● **Task to complete**:
From the line with "Q: For every instance of the green plant" to the final line of the records, reproduce every line exactly and only those lines.

● **Supplied data**:
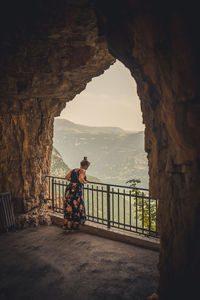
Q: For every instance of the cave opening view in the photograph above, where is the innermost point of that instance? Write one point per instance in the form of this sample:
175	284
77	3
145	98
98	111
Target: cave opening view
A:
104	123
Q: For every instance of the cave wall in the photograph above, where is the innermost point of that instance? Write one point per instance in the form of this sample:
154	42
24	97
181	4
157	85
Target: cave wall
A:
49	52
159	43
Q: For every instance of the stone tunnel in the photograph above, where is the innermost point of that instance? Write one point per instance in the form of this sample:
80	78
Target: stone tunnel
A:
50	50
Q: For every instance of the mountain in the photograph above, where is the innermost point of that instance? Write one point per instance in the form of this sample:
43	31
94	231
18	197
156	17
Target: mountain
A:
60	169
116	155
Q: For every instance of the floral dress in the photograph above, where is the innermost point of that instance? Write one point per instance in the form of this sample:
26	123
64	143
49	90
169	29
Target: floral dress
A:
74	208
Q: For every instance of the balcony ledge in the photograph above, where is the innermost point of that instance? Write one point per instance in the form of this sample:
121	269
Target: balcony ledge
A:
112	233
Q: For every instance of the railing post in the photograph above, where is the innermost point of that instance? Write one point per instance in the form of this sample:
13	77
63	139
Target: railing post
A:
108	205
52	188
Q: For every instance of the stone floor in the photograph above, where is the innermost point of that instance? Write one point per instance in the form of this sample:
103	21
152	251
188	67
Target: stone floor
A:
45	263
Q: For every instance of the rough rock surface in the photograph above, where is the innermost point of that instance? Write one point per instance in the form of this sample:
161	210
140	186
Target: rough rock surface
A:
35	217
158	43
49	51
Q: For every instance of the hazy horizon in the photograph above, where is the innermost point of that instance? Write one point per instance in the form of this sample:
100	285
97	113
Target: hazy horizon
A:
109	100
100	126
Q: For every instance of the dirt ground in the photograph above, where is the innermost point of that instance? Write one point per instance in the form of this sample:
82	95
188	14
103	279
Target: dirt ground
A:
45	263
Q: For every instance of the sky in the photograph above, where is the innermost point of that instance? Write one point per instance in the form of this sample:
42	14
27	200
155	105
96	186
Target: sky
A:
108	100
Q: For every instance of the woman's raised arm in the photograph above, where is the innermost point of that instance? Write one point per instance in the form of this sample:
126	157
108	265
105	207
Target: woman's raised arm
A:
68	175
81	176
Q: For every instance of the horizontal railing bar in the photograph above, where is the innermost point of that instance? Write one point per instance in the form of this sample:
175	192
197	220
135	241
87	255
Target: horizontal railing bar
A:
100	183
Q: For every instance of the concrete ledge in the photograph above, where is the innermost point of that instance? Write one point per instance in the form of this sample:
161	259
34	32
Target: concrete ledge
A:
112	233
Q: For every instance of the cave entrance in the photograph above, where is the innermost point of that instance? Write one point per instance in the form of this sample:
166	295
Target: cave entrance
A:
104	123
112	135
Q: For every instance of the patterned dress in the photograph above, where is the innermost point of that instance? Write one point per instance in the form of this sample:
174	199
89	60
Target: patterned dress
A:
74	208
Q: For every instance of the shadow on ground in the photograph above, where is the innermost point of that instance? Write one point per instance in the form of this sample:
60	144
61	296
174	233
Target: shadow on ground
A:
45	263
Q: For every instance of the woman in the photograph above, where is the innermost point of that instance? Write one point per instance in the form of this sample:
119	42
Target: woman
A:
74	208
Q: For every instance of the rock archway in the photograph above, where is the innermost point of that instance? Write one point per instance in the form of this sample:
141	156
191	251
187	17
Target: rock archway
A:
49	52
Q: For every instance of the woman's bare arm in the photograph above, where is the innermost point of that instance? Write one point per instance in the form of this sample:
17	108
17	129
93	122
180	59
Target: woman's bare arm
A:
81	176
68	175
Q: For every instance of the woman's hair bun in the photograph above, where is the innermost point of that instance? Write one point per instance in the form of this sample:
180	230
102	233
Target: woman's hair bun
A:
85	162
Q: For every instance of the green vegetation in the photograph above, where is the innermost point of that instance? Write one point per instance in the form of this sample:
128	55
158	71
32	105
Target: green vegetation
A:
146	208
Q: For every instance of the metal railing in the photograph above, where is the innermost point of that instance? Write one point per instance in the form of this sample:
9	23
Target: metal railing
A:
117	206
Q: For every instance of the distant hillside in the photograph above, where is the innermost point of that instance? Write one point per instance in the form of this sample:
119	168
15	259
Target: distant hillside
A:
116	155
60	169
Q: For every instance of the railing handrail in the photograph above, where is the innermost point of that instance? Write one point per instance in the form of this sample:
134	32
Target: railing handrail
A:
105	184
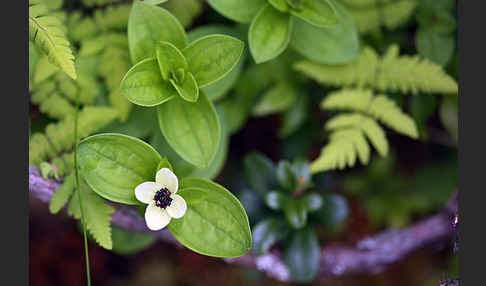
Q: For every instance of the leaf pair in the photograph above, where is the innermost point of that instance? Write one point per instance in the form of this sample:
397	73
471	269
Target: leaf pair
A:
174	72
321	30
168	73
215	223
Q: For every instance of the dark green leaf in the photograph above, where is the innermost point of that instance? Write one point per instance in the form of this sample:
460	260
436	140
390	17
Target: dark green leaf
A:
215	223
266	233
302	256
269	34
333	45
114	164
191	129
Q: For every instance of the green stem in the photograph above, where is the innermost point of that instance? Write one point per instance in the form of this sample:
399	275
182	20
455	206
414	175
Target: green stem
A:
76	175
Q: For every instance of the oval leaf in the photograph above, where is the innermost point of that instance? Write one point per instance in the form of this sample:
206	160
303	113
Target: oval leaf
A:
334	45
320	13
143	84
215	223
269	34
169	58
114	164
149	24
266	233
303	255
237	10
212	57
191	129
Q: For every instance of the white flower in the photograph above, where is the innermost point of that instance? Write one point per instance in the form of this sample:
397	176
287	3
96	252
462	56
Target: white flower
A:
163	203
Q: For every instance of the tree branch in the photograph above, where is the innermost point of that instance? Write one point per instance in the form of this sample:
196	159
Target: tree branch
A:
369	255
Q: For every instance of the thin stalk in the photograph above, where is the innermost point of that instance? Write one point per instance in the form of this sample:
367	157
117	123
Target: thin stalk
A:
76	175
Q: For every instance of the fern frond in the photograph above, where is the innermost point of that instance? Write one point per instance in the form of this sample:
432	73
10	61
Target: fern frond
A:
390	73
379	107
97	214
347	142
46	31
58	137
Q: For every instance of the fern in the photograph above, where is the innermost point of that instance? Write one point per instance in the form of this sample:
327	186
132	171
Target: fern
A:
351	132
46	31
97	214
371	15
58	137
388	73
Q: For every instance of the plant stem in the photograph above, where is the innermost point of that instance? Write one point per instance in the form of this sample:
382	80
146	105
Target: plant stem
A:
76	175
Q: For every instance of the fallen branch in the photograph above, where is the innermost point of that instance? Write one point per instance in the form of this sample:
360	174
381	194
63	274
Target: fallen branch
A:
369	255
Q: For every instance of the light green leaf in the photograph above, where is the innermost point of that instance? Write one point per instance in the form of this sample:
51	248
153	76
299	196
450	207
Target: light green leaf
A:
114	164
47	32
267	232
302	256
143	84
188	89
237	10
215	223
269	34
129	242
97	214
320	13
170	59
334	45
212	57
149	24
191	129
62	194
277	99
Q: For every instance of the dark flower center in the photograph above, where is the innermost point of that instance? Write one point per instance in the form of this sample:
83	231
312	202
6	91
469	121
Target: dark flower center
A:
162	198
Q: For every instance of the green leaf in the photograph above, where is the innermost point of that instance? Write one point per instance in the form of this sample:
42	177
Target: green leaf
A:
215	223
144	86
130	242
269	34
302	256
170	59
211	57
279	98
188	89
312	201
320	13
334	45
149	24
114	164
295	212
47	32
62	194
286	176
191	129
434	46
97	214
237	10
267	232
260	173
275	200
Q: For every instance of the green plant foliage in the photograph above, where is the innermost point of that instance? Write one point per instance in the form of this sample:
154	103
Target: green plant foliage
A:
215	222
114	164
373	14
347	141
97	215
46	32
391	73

● **Response to the task**:
Q: For every instance of the green plant foliage in the photograph above, where is the innermost point of that instance? Write one point per instance in the form of this sample:
154	103
Target: green plant foliage
A:
215	222
114	164
373	14
347	141
97	215
46	32
391	73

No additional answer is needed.